[Begin Selected text]

The education value and politicalization potential from a national initiative could be substantial. Thousands of people would be involved in any national initiative campaign on one side or the other. Furthermore, the public's attention would be focused on debate and discussion of the merits or demerits of public policy issues rather than just on style, looks, image, and other similar aspects of many modern campaigns. Furthermore, the debate would be in public and in the open. The use of power by the people to attempt to solve pressing problems also would help to foster the fundamental democratic notion that the resources to meet the nation's needs rest with the people themselves and not with the enlightenment of a few strong leaders. The initiative process will provide one more way for the vox populi to speak and, more importantly, it will permit them to act rather than simply react to actions taken by others. Perhaps part of the reason for opposition by some special interests is based upon a belief about what might occur. As Robert Sherrill observed, "One suspects . . . that the national electorate might make some rather sensible decisions on such questions as whether to subsidize corporations at the taxpayer's expense or whether to make wealthy agribusiness wealthier for doing nothing." "

[End Selected text]
[Begin Record excerpts]

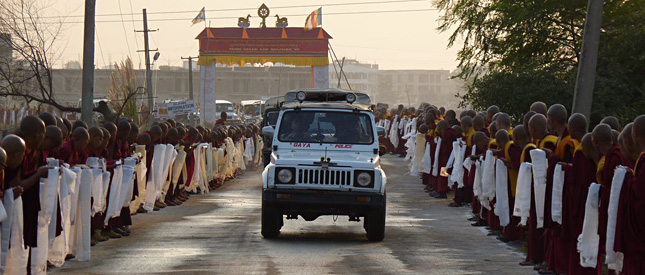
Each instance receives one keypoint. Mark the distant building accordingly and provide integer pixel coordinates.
(398, 86)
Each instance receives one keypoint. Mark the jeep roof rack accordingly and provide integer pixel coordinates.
(327, 95)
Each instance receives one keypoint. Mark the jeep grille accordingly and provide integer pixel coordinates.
(331, 176)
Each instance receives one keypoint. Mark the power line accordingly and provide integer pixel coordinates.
(251, 8)
(125, 33)
(295, 15)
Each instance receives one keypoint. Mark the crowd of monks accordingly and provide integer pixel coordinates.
(576, 198)
(68, 186)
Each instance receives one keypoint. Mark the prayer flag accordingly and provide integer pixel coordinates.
(201, 16)
(314, 20)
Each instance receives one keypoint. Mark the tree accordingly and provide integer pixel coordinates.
(27, 73)
(529, 45)
(123, 89)
(31, 40)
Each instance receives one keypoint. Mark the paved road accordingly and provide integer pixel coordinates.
(219, 233)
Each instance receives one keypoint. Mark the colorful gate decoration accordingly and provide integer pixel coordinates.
(291, 46)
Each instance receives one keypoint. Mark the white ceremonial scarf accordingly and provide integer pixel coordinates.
(457, 174)
(59, 248)
(82, 232)
(426, 161)
(48, 194)
(540, 165)
(106, 183)
(588, 240)
(501, 188)
(614, 259)
(7, 223)
(556, 194)
(410, 145)
(179, 163)
(114, 207)
(97, 191)
(522, 205)
(488, 180)
(156, 175)
(435, 163)
(127, 184)
(477, 182)
(417, 165)
(16, 257)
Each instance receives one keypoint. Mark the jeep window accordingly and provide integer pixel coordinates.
(326, 127)
(272, 118)
(224, 107)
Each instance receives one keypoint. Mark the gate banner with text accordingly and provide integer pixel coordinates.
(175, 108)
(292, 46)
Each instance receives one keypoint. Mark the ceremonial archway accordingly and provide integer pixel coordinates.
(292, 46)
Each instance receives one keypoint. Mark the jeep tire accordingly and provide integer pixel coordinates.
(374, 224)
(271, 222)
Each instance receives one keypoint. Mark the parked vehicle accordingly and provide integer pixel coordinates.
(324, 161)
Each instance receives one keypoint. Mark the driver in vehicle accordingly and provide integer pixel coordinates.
(298, 131)
(352, 132)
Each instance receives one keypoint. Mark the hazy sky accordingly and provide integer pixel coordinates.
(404, 37)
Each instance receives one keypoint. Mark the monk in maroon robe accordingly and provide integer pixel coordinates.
(448, 136)
(611, 158)
(630, 229)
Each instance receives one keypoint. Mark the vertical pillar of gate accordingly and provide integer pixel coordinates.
(320, 77)
(207, 115)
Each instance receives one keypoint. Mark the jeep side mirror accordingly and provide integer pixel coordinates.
(268, 131)
(380, 131)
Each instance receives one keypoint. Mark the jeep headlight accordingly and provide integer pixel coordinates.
(364, 179)
(285, 175)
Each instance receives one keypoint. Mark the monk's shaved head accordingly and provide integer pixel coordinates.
(525, 120)
(612, 121)
(493, 127)
(80, 134)
(520, 136)
(481, 140)
(491, 111)
(143, 139)
(53, 138)
(588, 149)
(503, 121)
(577, 126)
(3, 159)
(539, 107)
(32, 130)
(626, 143)
(614, 136)
(466, 122)
(557, 115)
(48, 119)
(538, 126)
(15, 148)
(502, 138)
(442, 125)
(601, 138)
(479, 122)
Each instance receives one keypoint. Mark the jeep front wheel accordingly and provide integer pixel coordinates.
(271, 222)
(375, 224)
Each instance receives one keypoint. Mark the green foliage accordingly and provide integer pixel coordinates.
(517, 52)
(513, 92)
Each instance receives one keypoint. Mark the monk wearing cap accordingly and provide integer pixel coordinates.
(630, 229)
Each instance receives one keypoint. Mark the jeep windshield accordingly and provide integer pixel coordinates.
(326, 127)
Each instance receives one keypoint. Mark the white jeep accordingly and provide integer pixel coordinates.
(324, 161)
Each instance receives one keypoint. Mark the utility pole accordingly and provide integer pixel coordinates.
(87, 97)
(583, 96)
(151, 98)
(190, 84)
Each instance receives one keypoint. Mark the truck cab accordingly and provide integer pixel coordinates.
(324, 161)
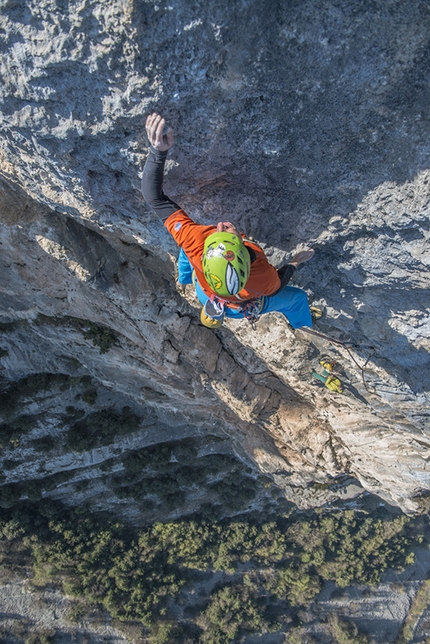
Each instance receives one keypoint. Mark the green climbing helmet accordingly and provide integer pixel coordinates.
(226, 263)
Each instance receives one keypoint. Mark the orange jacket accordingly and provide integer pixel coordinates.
(263, 278)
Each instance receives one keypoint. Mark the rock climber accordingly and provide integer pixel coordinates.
(231, 274)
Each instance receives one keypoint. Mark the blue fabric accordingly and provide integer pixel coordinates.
(185, 270)
(290, 301)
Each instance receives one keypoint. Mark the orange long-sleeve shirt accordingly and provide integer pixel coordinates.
(190, 236)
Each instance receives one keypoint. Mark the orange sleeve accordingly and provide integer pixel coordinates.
(187, 234)
(263, 278)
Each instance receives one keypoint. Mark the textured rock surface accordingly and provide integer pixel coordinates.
(304, 123)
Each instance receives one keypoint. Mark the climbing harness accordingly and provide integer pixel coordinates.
(251, 311)
(348, 346)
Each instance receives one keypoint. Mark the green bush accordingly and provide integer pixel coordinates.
(101, 428)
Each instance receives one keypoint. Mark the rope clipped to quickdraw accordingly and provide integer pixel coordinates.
(251, 312)
(362, 368)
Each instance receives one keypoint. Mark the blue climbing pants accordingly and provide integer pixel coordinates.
(290, 301)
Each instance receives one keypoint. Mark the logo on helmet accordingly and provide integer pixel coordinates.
(231, 280)
(216, 282)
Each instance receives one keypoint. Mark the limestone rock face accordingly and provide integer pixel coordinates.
(306, 124)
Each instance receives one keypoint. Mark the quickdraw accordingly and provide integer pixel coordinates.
(252, 310)
(348, 346)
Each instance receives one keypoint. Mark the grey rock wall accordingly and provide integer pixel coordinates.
(305, 124)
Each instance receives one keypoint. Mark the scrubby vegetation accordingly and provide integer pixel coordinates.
(101, 428)
(265, 568)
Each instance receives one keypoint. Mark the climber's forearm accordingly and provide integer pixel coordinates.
(152, 185)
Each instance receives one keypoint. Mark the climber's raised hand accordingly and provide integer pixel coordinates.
(160, 136)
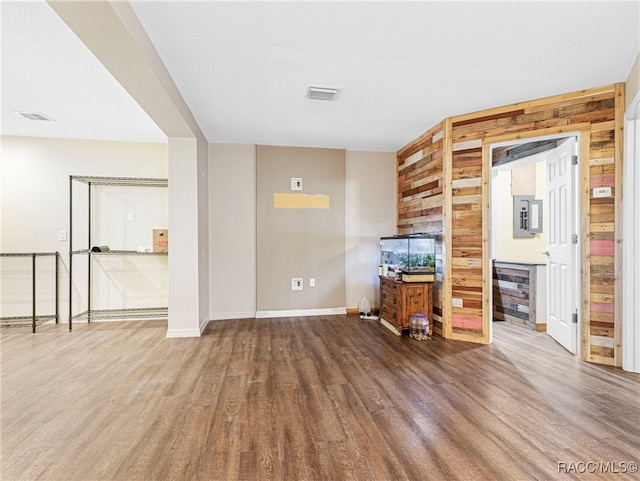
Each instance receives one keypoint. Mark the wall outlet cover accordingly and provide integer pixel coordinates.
(296, 183)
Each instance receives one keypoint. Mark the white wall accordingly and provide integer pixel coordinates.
(34, 207)
(504, 246)
(370, 214)
(232, 231)
(633, 84)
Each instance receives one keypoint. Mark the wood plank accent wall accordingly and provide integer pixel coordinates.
(454, 200)
(515, 290)
(420, 200)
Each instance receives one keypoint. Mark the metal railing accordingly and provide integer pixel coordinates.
(17, 277)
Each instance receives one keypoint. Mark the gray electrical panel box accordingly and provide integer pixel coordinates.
(527, 216)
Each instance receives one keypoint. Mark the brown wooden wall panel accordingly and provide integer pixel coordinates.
(457, 145)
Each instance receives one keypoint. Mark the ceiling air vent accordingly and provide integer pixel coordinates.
(322, 93)
(35, 116)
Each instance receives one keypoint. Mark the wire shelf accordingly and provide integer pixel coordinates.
(119, 253)
(134, 313)
(24, 321)
(121, 181)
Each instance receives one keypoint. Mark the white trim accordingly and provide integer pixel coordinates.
(232, 315)
(175, 333)
(330, 311)
(630, 240)
(203, 325)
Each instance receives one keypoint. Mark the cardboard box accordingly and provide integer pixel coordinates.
(160, 240)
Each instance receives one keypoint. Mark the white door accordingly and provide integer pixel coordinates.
(562, 246)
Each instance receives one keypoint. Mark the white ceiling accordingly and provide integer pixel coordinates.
(243, 67)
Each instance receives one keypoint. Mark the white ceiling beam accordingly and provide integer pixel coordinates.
(113, 33)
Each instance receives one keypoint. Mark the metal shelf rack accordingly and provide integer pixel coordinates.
(97, 314)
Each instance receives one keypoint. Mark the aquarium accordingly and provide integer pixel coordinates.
(412, 254)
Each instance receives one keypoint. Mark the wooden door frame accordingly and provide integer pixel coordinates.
(583, 131)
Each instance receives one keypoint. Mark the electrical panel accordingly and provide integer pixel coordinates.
(527, 216)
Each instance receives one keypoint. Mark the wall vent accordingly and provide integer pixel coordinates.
(35, 116)
(322, 93)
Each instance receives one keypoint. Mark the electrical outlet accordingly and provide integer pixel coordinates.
(296, 183)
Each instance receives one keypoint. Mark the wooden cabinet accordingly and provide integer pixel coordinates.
(399, 300)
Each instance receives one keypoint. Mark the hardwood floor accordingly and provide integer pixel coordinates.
(319, 398)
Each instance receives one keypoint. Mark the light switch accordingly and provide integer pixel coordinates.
(296, 284)
(296, 183)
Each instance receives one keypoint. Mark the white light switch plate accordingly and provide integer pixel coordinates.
(296, 183)
(296, 284)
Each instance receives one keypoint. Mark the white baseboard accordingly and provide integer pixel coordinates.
(330, 311)
(232, 315)
(175, 333)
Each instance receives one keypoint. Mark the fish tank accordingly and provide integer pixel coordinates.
(414, 255)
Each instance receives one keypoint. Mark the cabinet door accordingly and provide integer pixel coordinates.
(416, 302)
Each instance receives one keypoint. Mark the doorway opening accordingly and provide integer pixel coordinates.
(534, 215)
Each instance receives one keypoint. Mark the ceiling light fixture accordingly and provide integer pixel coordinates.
(322, 93)
(35, 116)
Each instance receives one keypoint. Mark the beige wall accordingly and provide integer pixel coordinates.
(370, 214)
(370, 203)
(300, 242)
(232, 226)
(34, 207)
(633, 82)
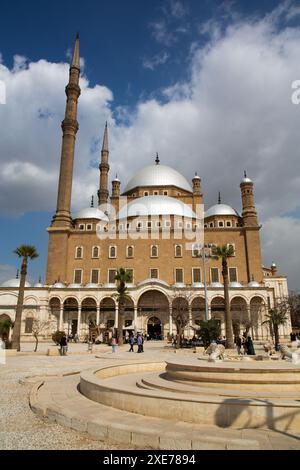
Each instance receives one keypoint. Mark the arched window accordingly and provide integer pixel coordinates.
(178, 251)
(130, 251)
(112, 252)
(154, 251)
(96, 251)
(79, 252)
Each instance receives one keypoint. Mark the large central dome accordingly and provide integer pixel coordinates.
(158, 175)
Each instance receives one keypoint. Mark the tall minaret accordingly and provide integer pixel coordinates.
(104, 169)
(62, 217)
(249, 213)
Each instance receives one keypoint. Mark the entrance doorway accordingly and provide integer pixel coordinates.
(154, 328)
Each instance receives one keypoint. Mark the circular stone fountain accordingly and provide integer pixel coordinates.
(255, 394)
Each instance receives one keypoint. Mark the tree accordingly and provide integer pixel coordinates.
(277, 316)
(26, 252)
(39, 327)
(122, 277)
(180, 315)
(294, 303)
(209, 331)
(224, 252)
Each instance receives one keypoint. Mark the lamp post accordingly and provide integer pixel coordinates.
(205, 256)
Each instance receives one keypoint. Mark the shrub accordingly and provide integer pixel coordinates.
(56, 337)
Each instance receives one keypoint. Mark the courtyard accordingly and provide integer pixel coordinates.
(24, 429)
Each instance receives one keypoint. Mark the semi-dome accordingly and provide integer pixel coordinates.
(91, 213)
(38, 285)
(14, 283)
(221, 209)
(158, 175)
(58, 285)
(216, 284)
(253, 284)
(235, 285)
(154, 206)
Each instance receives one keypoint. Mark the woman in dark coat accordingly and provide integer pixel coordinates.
(250, 347)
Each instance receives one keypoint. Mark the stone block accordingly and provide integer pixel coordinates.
(53, 351)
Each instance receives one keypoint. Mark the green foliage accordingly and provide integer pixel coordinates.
(26, 251)
(209, 331)
(57, 336)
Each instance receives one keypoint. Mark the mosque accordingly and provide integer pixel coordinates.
(156, 229)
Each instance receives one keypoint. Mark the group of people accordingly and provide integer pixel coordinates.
(139, 340)
(244, 345)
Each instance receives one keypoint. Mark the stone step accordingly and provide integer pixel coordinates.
(61, 402)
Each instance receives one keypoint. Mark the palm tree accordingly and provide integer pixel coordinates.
(26, 252)
(224, 252)
(122, 277)
(276, 317)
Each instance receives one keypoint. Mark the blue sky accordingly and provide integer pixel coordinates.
(141, 60)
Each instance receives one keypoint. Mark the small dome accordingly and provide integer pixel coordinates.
(14, 283)
(179, 285)
(220, 209)
(216, 284)
(91, 213)
(158, 175)
(58, 285)
(253, 284)
(153, 281)
(156, 205)
(235, 285)
(246, 180)
(109, 286)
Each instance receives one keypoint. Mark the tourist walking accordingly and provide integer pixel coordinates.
(140, 343)
(113, 344)
(250, 346)
(238, 344)
(63, 345)
(131, 342)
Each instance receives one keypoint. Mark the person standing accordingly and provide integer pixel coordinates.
(250, 346)
(131, 342)
(63, 345)
(140, 344)
(113, 344)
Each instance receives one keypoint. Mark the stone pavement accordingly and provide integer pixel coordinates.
(99, 429)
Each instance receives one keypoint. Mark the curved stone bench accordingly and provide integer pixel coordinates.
(115, 387)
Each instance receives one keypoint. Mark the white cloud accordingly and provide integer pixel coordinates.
(153, 62)
(234, 113)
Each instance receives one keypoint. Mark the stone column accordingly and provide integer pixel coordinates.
(79, 321)
(135, 320)
(98, 316)
(170, 321)
(61, 318)
(116, 316)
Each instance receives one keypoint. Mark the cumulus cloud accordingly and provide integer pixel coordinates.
(233, 113)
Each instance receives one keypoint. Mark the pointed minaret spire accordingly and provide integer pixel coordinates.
(103, 192)
(105, 139)
(76, 54)
(62, 217)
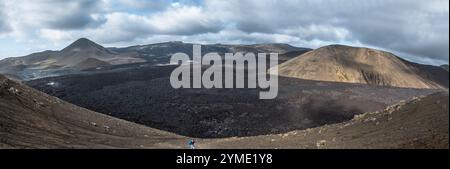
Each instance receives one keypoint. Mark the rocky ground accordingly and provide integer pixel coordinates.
(419, 123)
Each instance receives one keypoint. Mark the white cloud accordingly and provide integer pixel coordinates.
(412, 27)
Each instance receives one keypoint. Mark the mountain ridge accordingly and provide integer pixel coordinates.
(341, 63)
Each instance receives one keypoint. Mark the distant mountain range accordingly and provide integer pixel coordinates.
(340, 63)
(85, 54)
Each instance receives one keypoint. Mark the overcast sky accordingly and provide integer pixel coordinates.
(417, 30)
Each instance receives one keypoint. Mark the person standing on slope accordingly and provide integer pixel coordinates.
(191, 144)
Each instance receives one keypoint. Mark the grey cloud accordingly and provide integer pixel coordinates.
(413, 27)
(4, 26)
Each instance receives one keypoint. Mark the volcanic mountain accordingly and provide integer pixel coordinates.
(31, 119)
(78, 55)
(363, 65)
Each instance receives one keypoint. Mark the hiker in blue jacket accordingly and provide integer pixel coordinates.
(191, 144)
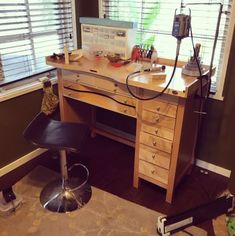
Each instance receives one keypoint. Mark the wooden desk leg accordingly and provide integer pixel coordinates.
(93, 121)
(169, 195)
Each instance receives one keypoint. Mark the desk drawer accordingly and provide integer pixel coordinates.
(158, 131)
(153, 171)
(96, 81)
(154, 118)
(113, 86)
(155, 156)
(81, 78)
(161, 107)
(119, 98)
(101, 101)
(155, 142)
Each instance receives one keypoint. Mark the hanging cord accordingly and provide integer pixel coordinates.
(160, 93)
(201, 77)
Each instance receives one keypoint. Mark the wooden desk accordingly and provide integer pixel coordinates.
(166, 128)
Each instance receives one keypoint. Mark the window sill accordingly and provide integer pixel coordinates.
(21, 88)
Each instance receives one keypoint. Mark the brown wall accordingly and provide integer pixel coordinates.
(16, 113)
(217, 138)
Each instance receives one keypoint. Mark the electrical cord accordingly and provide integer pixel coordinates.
(166, 87)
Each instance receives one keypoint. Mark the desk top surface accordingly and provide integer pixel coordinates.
(181, 85)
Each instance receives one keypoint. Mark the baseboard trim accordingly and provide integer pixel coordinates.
(22, 160)
(213, 168)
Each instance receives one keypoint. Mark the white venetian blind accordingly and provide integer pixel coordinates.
(155, 19)
(29, 31)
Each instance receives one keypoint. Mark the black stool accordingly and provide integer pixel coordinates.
(64, 194)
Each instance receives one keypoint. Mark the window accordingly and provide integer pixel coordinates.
(155, 18)
(29, 31)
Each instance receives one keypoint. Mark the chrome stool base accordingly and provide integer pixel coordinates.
(61, 197)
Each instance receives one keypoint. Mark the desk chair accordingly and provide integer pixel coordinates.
(64, 194)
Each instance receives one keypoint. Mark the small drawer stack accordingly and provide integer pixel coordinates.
(156, 140)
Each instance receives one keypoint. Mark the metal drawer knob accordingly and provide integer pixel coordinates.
(156, 118)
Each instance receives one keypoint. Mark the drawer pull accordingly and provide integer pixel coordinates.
(69, 86)
(156, 118)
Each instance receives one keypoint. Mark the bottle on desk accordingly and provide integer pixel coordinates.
(66, 54)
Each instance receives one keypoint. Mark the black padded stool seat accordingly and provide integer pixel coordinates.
(51, 134)
(67, 193)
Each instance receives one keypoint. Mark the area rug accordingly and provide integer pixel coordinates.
(104, 215)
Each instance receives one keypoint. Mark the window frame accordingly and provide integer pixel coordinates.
(36, 76)
(218, 95)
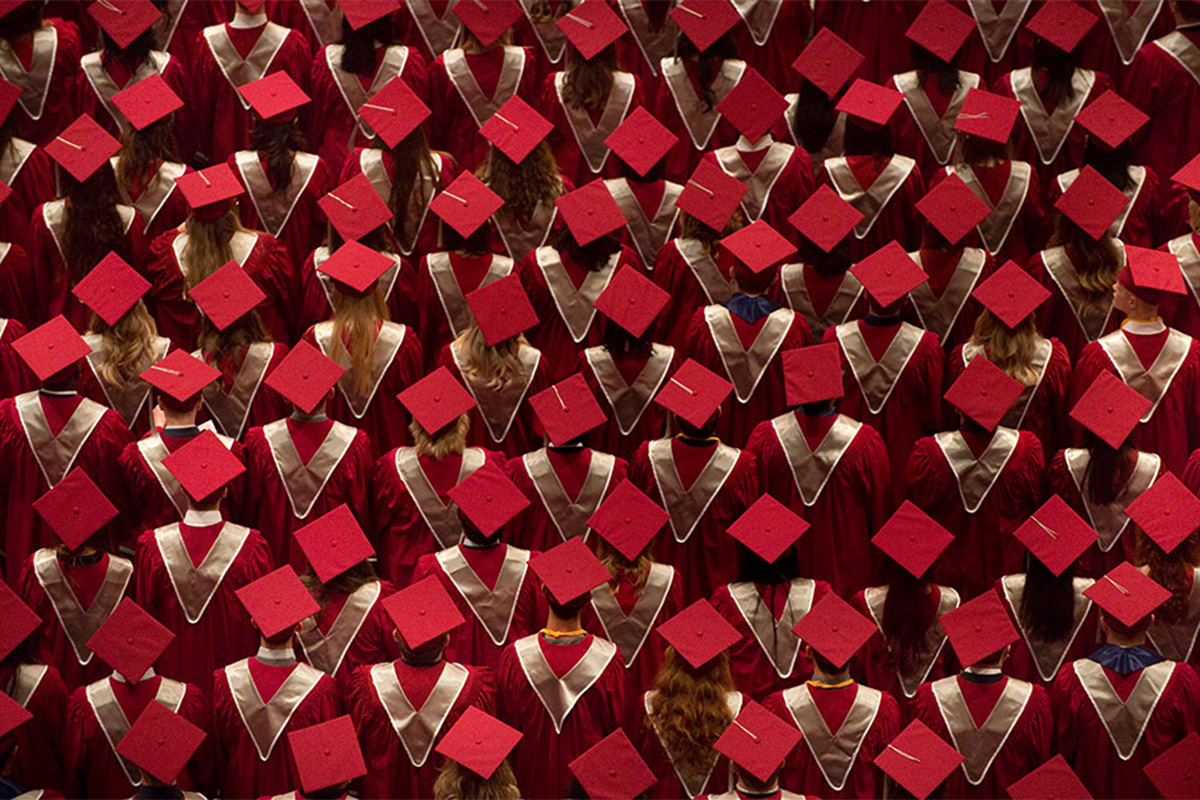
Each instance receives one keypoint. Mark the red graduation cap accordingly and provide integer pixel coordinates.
(111, 288)
(147, 101)
(591, 26)
(227, 295)
(394, 112)
(516, 128)
(628, 519)
(466, 204)
(941, 29)
(83, 148)
(589, 211)
(334, 542)
(1110, 409)
(305, 376)
(768, 528)
(423, 612)
(75, 509)
(1056, 535)
(1011, 294)
(759, 246)
(130, 641)
(641, 140)
(612, 768)
(51, 348)
(631, 300)
(825, 218)
(753, 106)
(568, 409)
(1168, 511)
(828, 61)
(437, 400)
(984, 392)
(918, 759)
(327, 755)
(952, 206)
(712, 194)
(912, 539)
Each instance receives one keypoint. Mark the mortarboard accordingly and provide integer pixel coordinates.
(628, 519)
(75, 509)
(912, 539)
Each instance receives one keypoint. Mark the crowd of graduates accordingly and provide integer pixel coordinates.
(599, 398)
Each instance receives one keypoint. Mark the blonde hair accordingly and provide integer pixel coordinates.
(459, 783)
(129, 347)
(1012, 349)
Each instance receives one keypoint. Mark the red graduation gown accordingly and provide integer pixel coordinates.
(802, 770)
(93, 765)
(391, 771)
(845, 497)
(1083, 739)
(984, 547)
(1027, 743)
(339, 470)
(222, 632)
(264, 259)
(597, 713)
(243, 771)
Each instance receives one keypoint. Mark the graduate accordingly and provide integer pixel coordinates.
(768, 600)
(487, 578)
(305, 464)
(99, 715)
(47, 433)
(702, 482)
(1158, 361)
(187, 572)
(829, 468)
(401, 708)
(565, 481)
(845, 725)
(562, 687)
(1123, 677)
(978, 480)
(255, 701)
(1002, 726)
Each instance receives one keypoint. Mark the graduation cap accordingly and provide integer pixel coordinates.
(768, 528)
(130, 641)
(479, 741)
(83, 148)
(75, 509)
(641, 140)
(759, 246)
(147, 101)
(813, 373)
(612, 768)
(1110, 409)
(592, 26)
(631, 300)
(437, 400)
(828, 61)
(227, 295)
(51, 348)
(334, 542)
(628, 519)
(825, 218)
(568, 409)
(305, 376)
(912, 539)
(1056, 535)
(327, 755)
(489, 498)
(111, 288)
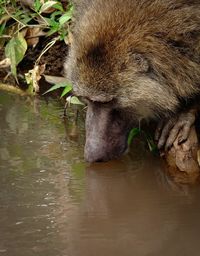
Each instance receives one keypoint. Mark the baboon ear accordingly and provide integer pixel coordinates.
(141, 62)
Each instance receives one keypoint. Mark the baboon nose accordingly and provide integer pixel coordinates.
(92, 157)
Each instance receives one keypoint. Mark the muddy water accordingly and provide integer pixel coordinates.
(52, 203)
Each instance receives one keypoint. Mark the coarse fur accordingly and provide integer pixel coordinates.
(140, 56)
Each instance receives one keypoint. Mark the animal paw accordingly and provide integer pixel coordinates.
(174, 128)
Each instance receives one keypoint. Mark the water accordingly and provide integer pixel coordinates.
(52, 203)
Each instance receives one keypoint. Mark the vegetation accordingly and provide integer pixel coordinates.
(22, 24)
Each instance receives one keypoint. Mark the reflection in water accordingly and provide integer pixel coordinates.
(52, 203)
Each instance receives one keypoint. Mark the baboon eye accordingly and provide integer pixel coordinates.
(141, 62)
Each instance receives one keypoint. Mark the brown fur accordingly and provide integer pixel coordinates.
(144, 55)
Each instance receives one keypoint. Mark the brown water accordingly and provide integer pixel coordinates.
(52, 203)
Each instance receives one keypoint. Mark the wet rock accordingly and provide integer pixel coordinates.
(182, 160)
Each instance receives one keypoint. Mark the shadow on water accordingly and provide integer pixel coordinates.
(52, 203)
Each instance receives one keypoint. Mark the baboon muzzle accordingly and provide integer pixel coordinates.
(106, 133)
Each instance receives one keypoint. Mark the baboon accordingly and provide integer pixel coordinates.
(131, 60)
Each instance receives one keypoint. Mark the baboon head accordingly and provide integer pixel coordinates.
(123, 65)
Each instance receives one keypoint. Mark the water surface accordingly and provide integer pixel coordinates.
(52, 203)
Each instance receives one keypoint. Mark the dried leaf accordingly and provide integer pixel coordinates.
(46, 6)
(15, 51)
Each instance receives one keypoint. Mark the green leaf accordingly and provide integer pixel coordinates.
(74, 100)
(64, 18)
(37, 5)
(57, 86)
(47, 5)
(15, 51)
(133, 133)
(67, 89)
(58, 6)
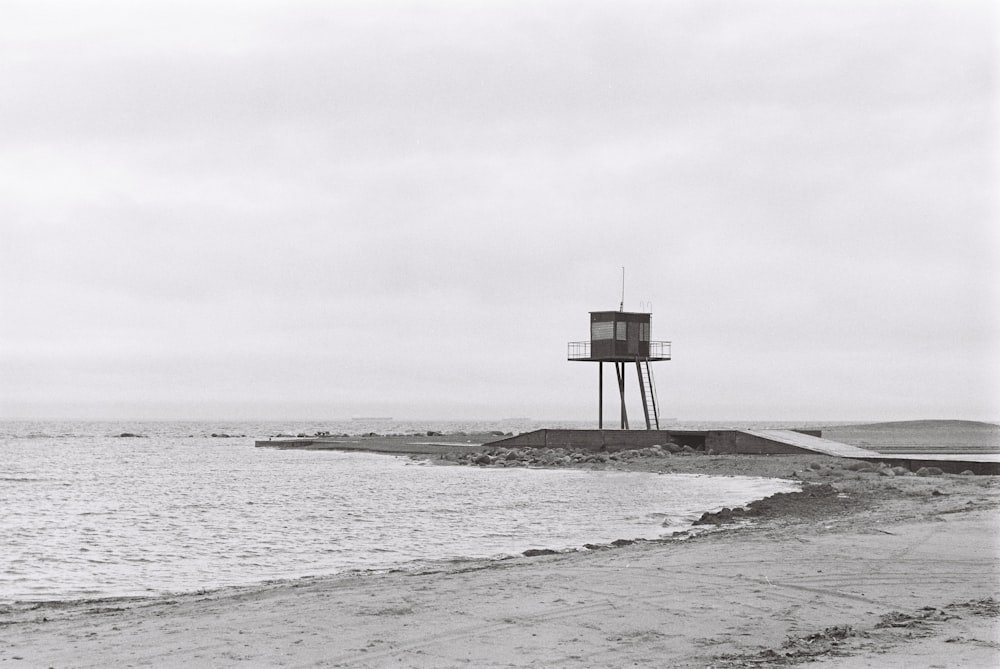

[End Record excerpts]

### Task instructions
**a.** In the passage on the national initiative, whom is the quoted observation attributed to?
**b.** List the aspects of many modern campaigns that the passage on the national initiative names as drawing public attention away from debate on policy issues.
Base every answer solely on the text.

### Results in order
**a.** Robert Sherrill

**b.** Style, looks, image